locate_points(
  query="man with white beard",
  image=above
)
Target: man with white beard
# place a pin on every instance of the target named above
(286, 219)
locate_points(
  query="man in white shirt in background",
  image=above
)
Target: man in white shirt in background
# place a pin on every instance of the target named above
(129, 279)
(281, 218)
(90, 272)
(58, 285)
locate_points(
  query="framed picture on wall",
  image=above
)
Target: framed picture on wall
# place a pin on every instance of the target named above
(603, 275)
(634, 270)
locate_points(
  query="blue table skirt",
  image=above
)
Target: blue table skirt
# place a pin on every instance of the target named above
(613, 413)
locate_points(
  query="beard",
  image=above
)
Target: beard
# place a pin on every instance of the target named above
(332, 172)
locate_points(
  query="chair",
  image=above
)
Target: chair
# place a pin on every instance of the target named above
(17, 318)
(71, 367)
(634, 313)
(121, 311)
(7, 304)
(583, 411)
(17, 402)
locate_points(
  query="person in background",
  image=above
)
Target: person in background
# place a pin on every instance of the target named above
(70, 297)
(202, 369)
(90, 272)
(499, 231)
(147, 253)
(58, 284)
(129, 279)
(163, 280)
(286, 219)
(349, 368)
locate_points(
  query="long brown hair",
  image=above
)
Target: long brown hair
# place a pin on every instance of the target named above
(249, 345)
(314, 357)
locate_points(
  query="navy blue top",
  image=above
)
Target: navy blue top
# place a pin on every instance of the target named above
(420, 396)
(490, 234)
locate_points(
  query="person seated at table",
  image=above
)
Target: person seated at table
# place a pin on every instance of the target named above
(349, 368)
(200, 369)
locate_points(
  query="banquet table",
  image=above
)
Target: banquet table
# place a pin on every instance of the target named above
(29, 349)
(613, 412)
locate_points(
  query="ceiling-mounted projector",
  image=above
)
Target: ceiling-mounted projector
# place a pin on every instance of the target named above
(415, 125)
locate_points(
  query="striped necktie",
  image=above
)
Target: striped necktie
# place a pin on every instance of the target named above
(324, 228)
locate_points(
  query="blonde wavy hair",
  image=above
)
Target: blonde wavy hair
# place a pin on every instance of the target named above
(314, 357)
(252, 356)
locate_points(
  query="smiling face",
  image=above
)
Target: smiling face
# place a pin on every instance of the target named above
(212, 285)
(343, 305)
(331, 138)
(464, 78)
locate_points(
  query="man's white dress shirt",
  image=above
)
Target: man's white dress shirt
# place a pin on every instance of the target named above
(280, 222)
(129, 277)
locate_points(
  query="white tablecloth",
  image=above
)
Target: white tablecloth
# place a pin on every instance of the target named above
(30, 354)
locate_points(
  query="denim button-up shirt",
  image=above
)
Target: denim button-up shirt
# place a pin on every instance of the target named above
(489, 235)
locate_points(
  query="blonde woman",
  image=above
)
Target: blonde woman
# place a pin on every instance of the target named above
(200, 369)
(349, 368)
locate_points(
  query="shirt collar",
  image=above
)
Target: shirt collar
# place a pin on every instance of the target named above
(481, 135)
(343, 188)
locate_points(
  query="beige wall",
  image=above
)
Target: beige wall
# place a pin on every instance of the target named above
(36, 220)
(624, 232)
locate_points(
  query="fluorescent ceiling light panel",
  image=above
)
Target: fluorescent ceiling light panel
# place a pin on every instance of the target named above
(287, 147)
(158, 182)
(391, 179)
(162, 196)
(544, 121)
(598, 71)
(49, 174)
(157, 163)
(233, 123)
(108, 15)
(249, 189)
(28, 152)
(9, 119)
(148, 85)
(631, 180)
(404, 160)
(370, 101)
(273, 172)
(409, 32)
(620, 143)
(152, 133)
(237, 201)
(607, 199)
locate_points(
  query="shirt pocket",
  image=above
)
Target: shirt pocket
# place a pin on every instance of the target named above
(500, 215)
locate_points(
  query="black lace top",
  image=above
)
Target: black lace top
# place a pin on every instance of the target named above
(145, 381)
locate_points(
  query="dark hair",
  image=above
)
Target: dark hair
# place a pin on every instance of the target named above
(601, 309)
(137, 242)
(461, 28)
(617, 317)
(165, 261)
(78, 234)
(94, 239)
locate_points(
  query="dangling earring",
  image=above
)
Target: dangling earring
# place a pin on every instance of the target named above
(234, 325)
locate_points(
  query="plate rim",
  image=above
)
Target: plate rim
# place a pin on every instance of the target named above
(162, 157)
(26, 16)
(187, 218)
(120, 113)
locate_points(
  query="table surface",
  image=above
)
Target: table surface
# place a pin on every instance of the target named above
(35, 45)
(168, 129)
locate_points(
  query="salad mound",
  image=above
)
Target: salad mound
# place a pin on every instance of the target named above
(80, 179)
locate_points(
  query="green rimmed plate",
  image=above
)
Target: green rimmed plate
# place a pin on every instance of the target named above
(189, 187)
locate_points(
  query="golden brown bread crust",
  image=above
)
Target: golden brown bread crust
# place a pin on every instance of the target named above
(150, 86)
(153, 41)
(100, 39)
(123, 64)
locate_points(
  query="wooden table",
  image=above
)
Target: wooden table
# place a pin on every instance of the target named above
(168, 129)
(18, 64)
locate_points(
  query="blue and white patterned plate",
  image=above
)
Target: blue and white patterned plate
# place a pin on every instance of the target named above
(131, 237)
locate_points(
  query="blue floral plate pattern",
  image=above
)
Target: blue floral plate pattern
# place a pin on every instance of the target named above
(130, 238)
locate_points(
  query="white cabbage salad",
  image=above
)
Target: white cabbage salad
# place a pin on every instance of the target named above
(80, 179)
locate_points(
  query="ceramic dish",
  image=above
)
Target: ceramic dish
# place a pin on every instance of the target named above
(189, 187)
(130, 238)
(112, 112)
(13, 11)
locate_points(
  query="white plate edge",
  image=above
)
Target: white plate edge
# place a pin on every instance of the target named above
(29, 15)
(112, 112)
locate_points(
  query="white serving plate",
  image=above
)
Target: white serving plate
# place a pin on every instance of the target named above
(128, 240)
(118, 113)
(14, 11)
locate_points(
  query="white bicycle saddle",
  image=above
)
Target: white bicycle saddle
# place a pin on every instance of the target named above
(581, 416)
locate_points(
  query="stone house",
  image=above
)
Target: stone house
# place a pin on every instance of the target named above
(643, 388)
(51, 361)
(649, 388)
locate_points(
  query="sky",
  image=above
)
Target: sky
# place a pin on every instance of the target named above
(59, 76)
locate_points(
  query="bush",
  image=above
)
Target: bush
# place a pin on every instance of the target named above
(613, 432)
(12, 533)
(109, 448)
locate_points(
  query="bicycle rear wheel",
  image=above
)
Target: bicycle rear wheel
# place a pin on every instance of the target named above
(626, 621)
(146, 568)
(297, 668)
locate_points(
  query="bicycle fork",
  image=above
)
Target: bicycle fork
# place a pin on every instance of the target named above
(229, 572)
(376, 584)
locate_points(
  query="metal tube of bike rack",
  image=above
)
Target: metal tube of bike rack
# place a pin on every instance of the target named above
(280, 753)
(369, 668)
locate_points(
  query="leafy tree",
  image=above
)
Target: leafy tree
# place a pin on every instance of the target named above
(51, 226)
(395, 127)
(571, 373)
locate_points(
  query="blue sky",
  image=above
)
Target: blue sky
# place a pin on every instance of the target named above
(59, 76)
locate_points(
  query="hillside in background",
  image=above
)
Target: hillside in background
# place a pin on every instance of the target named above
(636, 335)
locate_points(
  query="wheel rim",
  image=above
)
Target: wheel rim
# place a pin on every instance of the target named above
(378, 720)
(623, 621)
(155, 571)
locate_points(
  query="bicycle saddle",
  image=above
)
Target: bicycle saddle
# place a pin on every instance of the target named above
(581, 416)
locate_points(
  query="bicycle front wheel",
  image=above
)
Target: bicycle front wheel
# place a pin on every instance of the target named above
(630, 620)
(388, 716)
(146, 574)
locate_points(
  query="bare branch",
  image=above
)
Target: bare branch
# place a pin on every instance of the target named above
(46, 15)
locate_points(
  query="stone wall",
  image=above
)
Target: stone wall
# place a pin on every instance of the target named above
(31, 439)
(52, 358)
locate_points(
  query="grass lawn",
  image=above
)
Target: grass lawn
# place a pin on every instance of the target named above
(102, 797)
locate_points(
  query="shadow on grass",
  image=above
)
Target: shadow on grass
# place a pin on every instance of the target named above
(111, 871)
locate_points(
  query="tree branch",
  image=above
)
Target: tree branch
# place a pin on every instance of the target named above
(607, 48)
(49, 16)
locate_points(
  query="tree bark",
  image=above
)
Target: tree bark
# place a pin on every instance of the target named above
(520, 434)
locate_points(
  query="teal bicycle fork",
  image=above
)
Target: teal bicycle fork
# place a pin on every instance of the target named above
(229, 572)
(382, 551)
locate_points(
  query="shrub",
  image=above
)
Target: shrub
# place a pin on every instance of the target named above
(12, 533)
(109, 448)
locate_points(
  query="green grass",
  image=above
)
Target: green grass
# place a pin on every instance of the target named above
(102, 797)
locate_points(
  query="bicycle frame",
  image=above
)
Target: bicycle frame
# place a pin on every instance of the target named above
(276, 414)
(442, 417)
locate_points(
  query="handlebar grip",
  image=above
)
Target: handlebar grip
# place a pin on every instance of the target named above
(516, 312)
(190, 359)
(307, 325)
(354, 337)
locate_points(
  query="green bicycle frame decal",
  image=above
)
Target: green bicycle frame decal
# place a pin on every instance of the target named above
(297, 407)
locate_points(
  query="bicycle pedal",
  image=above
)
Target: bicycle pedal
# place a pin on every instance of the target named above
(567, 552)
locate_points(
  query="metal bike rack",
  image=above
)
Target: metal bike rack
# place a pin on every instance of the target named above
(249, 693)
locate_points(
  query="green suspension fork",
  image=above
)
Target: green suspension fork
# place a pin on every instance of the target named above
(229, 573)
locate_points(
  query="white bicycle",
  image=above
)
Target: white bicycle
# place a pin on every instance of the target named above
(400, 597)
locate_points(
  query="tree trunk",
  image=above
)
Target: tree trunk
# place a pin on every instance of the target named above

--

[Exercise goal] What lines above hold the word "bare"? List them all.

[Exercise answer]
  query="bare branch",
Target: bare branch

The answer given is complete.